=== Input for this task ===

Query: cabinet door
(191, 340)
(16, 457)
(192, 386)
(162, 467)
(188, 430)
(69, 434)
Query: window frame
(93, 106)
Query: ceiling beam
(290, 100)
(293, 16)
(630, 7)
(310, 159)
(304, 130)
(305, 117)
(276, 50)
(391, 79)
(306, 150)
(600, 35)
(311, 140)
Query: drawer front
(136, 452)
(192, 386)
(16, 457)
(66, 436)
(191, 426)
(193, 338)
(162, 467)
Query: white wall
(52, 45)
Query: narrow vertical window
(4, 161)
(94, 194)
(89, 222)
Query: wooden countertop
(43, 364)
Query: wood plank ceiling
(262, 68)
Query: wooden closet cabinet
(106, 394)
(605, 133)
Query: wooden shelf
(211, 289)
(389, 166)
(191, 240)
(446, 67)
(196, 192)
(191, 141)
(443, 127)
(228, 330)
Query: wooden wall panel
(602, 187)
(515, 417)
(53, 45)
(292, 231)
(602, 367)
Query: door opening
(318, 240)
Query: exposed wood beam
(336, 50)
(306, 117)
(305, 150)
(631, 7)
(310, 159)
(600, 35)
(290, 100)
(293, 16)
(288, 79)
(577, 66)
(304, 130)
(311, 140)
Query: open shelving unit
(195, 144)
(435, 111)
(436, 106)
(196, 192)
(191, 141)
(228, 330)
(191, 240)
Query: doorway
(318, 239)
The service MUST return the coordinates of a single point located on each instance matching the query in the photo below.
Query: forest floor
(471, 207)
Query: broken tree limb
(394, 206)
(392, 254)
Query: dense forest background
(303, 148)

===

Rewrite the records from the line containing "The service MUST" through the end of the records as a Markdown table with columns Row and Line. Number each line in order and skip any blank lines.

- _Answer to this task_:
| Row | Line |
|---|---|
| 1 | The service MUST return the coordinates of a single point located on each instance matching the query in the photo below. |
| 2 | Query: forest floor |
| 3 | (471, 207) |
| 4 | Query: broken tree limb |
| 5 | (394, 206) |
| 6 | (392, 254) |
| 7 | Query: dense forest background |
| 8 | (303, 148) |